[[ DATA IN THIS EXERCISE, beginning ]]
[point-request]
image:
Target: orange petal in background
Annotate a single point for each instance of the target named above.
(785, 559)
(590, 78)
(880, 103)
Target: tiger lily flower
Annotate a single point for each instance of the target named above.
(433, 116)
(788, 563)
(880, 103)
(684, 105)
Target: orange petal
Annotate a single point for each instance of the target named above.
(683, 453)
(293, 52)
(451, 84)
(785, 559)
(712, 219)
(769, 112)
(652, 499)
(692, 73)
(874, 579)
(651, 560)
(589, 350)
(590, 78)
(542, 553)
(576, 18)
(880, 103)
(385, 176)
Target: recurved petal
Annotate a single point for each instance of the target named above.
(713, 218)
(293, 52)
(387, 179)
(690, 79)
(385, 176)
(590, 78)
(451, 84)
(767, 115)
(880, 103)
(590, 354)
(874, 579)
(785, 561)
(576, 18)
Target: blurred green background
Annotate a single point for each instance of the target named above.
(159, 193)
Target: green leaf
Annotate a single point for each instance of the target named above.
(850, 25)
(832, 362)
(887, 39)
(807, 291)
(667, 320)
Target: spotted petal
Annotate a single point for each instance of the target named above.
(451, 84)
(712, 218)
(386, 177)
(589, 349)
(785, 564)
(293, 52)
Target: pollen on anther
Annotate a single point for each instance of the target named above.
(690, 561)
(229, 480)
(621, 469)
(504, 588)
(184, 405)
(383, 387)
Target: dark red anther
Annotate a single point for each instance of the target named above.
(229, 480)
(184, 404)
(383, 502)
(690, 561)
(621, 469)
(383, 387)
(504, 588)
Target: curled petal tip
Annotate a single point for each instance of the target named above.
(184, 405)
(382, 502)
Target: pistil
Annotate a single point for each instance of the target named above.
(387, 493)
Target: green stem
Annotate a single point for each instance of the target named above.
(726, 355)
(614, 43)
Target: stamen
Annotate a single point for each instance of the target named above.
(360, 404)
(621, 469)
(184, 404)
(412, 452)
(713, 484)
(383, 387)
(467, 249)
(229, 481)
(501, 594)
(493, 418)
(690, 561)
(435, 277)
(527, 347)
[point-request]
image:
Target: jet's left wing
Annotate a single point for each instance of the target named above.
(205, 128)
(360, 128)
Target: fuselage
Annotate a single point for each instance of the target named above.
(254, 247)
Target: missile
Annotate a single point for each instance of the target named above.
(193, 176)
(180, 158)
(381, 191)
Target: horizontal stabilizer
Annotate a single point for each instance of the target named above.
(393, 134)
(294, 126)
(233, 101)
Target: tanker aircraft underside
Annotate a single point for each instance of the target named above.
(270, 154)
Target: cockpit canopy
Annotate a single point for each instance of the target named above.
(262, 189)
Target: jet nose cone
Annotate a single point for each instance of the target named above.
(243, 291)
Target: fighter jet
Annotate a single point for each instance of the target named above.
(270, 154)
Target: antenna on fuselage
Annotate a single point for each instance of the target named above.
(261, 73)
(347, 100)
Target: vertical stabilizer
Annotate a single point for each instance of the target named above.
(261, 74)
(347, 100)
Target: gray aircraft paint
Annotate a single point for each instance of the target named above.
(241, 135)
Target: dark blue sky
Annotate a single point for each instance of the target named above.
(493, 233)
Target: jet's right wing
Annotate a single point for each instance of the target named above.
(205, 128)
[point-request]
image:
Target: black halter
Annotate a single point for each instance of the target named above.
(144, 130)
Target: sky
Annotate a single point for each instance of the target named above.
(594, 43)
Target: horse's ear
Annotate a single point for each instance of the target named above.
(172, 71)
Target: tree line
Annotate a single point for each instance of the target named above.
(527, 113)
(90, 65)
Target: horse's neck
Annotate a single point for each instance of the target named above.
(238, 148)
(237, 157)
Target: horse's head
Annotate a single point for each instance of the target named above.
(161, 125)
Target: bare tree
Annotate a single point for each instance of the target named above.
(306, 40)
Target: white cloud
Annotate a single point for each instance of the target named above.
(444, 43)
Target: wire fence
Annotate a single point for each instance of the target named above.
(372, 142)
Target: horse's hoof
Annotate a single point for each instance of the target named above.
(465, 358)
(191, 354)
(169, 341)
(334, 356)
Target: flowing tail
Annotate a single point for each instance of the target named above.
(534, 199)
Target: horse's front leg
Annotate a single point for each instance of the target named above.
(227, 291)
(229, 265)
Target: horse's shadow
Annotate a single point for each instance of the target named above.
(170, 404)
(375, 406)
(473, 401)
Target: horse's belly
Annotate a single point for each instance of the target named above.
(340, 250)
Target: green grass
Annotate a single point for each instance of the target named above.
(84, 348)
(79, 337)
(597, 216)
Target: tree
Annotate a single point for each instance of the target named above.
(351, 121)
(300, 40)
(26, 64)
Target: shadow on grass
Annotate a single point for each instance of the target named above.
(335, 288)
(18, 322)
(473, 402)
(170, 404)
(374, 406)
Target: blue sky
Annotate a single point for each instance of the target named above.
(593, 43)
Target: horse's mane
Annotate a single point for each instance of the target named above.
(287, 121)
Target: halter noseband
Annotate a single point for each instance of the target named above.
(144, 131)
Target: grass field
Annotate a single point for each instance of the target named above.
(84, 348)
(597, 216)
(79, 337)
[[ DATA IN THIS EXERCISE, end ]]
- [WHAT YOU SHOULD DO]
With the string "orange" as the key, filter the data above and show the lines that match.

- [REPLY]
Target: orange petal in background
Target: orange petal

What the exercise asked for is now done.